United States of America Ex Rel. James Robinson, Petitioner-appellant, v. Thomas Israel, Warden, Joliet Correctional Center and Allynsielaff, Director of Corrections, Respondents-appellees, 603 F.2d 635 (7th Cir. 1979)Annotate this Case
Steven M. Levin, Chicago, Ill., for petitioner-appellant.
Melbourne A. Noel, Chicago, Ill., for respondents-appellees.
Before FAIRCHILD, Chief Judge, and SWYGERT, CUMMINGS, PELL, SPRECHER, TONE, BAUER and WOOD, Circuit Judges.
ON REHEARING EN BANC
BAUER, Circuit Judge.
Petitioner-appellant James Robinson appeals from the order of the district court dismissing his petition for a writ of habeas corpus, in which he challenged his present incarceration on the ground that his plea of guilty in state court was constitutionally invalid. The sole issue on appeal is whether the petitioner's negotiated plea to an indeterminate sentence of from ten to forty years imprisonment violated the due process clause where, subsequent to the trial court's acceptance of the plea and imposition of the recommended sentence, the prosecutor and the trial court, without informing the petitioner, recommended as part of a statutorily required statement to the Illinois Parole and Pardon Board that the petitioner serve the maximum time possible under the sentence imposed. We conclude that petitioner has not stated a constitutional claim cognizable under 28 U.S.C. § 2254, and therefore affirm the judgment appealed from for the reasons set forth below.

RECORDS TO USE:
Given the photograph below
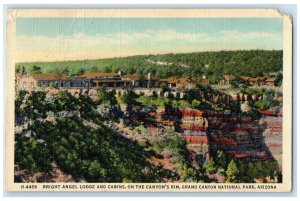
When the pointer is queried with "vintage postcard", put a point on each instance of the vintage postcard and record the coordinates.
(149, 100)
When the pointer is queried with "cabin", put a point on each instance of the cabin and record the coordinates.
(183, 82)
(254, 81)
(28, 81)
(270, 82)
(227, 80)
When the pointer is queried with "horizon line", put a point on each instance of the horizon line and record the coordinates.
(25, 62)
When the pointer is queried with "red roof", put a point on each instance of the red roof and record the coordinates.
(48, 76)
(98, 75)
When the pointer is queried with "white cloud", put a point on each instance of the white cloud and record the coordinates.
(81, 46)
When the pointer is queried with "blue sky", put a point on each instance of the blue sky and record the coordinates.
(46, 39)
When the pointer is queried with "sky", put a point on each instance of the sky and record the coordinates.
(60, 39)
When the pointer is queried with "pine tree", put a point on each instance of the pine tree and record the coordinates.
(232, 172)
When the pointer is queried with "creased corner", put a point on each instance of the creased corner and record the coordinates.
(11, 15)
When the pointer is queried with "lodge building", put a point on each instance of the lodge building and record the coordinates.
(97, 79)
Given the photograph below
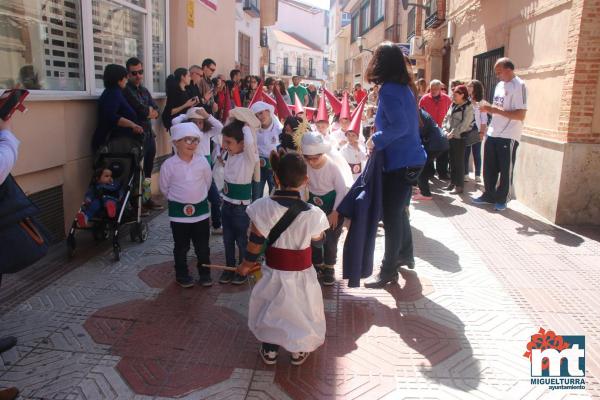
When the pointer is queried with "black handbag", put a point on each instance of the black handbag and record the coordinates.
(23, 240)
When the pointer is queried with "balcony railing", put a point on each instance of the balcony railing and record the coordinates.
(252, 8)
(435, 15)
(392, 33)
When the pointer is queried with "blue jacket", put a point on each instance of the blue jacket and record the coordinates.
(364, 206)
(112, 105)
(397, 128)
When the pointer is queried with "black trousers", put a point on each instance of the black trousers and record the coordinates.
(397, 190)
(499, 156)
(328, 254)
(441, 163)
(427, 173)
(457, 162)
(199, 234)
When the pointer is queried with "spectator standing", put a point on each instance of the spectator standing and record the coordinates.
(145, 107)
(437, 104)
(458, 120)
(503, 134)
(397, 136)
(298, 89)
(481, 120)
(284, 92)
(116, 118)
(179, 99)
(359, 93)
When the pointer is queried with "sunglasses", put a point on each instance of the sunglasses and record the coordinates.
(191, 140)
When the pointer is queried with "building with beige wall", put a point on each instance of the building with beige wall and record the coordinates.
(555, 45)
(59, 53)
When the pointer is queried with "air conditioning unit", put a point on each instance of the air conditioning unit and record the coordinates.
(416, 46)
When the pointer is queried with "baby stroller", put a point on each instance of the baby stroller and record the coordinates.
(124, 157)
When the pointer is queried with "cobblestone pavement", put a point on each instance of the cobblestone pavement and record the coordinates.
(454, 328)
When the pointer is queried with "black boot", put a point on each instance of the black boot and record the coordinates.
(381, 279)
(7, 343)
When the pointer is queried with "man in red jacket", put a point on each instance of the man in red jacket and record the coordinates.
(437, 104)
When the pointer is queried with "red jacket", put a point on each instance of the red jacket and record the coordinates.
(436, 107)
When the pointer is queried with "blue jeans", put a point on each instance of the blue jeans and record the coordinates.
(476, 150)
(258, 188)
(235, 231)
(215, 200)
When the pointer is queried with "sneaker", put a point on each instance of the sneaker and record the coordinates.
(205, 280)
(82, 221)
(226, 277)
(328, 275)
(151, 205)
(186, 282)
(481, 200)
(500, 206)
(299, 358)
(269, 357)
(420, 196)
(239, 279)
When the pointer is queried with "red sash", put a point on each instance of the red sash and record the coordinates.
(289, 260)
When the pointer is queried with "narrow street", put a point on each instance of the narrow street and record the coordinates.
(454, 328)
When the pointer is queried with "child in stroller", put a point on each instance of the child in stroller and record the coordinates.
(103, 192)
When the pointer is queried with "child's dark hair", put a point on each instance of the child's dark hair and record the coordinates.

...

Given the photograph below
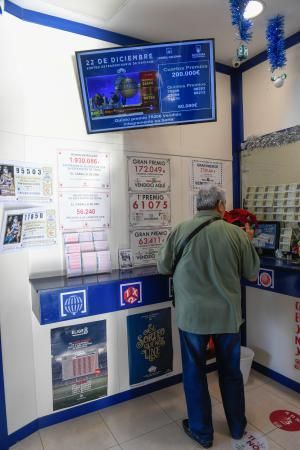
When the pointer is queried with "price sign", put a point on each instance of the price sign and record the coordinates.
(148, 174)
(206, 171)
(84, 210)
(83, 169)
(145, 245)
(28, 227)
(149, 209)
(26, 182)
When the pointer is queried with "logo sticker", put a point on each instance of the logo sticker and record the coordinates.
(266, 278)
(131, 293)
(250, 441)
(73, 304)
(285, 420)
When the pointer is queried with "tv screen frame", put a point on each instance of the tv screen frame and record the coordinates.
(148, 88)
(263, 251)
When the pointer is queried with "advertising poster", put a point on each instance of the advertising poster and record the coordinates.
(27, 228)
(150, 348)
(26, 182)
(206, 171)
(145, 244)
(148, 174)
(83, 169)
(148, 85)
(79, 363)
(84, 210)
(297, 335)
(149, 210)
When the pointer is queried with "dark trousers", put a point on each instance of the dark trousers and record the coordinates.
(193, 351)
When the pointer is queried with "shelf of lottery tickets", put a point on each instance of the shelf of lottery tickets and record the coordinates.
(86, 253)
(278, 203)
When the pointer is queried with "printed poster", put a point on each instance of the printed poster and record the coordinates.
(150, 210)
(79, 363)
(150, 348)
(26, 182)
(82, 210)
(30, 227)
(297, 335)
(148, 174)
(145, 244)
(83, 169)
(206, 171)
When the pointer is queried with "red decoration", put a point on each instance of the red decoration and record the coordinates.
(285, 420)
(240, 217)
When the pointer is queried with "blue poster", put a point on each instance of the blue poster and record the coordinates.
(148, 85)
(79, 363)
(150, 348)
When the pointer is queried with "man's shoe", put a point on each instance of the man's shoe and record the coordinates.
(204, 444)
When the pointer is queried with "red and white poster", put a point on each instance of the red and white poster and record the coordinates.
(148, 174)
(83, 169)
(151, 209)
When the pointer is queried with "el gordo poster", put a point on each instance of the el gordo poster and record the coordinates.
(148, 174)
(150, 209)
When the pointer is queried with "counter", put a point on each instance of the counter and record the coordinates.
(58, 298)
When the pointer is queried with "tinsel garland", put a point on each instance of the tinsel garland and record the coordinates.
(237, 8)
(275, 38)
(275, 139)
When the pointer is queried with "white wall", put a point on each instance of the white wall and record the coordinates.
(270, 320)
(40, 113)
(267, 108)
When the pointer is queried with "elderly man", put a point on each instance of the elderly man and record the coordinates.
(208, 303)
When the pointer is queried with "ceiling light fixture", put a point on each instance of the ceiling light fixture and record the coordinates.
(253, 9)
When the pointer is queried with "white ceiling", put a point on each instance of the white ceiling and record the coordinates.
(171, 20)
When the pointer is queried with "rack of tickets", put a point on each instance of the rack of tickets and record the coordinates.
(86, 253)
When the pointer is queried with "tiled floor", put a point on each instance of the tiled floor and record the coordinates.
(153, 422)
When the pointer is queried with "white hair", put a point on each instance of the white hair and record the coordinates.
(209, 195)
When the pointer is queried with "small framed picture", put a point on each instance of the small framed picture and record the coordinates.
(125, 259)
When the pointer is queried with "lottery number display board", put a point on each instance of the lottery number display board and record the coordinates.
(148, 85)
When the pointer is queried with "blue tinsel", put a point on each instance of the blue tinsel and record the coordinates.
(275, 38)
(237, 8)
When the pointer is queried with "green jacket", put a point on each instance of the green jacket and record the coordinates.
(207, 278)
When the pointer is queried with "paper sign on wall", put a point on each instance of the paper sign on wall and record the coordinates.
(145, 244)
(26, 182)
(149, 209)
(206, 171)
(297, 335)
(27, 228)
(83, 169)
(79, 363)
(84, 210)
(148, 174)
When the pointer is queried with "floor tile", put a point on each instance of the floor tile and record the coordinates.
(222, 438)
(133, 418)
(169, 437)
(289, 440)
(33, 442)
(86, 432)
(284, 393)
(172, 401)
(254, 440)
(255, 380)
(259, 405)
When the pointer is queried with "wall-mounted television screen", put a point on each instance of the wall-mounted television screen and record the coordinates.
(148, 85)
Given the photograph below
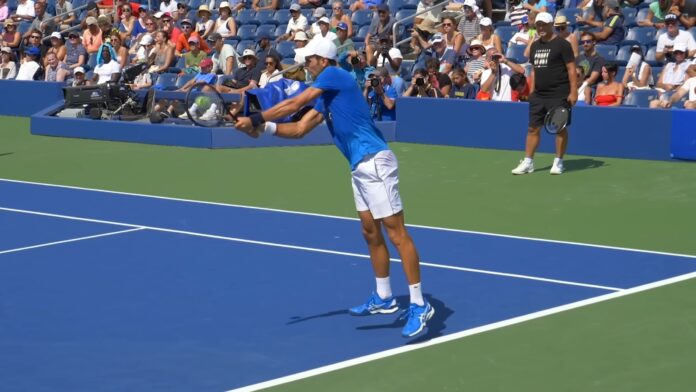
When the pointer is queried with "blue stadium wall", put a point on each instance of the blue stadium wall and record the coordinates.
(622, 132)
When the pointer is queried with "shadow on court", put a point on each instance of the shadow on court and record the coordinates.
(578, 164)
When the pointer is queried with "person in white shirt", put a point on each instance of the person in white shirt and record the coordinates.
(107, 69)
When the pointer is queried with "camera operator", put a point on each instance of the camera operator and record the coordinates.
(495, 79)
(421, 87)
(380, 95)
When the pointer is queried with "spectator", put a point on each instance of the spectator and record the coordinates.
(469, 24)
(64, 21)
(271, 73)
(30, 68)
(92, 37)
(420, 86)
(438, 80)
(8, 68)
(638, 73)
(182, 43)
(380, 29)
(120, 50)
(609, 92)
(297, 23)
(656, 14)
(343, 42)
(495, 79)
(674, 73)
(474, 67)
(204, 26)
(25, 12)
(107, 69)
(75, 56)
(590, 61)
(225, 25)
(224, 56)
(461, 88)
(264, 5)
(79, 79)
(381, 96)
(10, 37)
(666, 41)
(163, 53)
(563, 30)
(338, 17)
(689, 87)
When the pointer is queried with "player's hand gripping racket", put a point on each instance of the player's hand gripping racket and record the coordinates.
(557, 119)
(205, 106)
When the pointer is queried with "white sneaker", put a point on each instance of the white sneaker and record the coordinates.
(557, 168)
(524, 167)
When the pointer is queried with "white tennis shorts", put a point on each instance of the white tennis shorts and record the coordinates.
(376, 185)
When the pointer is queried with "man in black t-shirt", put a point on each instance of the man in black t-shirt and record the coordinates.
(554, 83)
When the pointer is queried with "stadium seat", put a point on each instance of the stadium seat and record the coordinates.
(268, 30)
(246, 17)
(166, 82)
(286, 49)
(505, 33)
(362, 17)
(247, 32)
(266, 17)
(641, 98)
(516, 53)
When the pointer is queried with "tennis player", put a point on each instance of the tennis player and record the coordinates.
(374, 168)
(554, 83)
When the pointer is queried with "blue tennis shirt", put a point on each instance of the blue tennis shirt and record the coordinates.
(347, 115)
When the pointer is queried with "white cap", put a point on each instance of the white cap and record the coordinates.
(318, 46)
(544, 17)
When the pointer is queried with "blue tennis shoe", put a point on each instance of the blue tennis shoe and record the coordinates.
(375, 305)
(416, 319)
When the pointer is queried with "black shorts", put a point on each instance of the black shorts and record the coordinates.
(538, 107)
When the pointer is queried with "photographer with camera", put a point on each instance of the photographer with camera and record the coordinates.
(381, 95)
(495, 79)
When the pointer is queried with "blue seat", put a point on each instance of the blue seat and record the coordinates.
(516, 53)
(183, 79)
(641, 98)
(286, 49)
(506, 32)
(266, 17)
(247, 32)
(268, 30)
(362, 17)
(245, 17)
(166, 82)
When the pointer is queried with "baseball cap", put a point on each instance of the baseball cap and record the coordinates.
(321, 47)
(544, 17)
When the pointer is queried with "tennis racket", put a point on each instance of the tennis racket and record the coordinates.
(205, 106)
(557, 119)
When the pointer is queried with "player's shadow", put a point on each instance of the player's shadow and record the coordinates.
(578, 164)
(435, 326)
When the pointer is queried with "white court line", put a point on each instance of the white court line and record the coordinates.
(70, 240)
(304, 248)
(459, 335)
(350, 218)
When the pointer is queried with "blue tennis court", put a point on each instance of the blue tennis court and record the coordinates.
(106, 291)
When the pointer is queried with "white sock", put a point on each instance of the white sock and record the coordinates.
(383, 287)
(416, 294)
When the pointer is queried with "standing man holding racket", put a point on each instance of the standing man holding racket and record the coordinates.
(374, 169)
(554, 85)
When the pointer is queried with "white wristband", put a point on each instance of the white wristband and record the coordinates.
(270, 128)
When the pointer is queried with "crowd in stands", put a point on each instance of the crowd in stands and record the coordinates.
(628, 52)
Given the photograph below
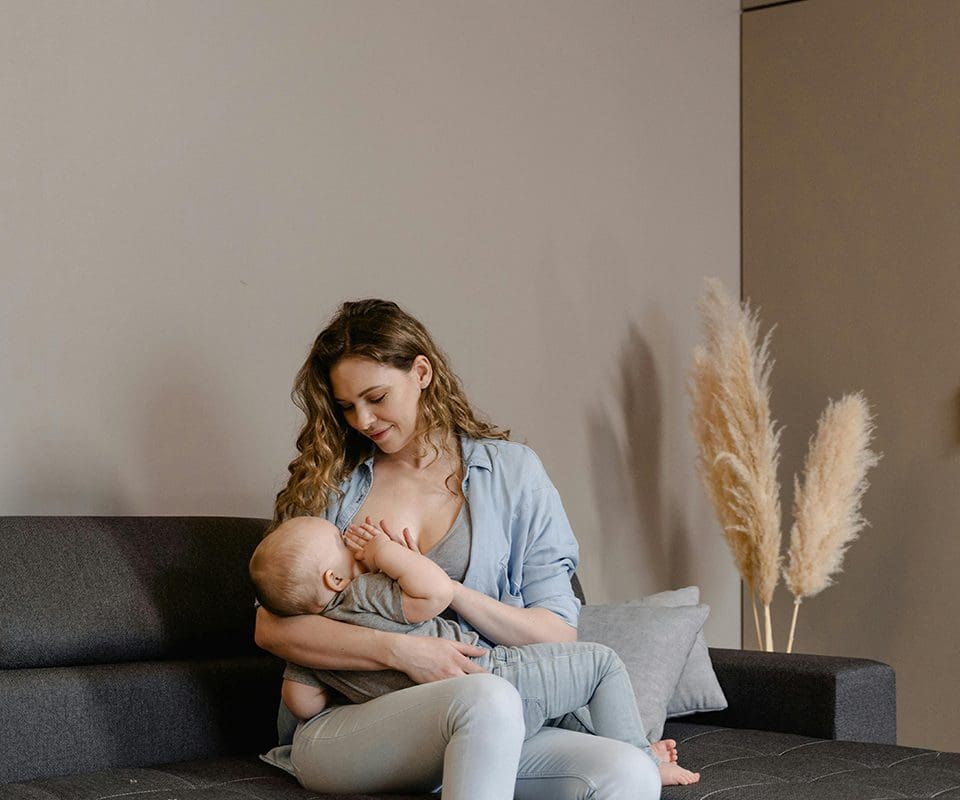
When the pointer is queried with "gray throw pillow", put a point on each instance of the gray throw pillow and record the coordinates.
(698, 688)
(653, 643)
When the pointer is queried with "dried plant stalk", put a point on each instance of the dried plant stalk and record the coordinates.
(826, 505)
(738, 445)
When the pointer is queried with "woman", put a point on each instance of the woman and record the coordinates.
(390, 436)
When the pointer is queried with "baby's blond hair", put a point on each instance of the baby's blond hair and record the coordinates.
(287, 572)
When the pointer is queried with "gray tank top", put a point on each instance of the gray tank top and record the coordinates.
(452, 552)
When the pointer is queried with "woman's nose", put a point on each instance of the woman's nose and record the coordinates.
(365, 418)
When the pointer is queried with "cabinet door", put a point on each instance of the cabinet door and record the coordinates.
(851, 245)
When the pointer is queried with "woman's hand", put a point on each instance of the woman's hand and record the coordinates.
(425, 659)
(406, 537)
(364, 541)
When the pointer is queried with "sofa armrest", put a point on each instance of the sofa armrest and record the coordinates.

WORK TO COMPLETE:
• a. List every judge named in the court opinion excerpt as sitting on the panel.
• b. How many lines of the rows contain the string "wall"? Give only the number.
The rows have no connection to the court opinion excerpt.

ANSWERS TO THE EXERCISE:
• a. FAIRCHILD, SWYGERT, CUMMINGS, PELL, SPRECHER, TONE, BAUER, WOOD

• b. 5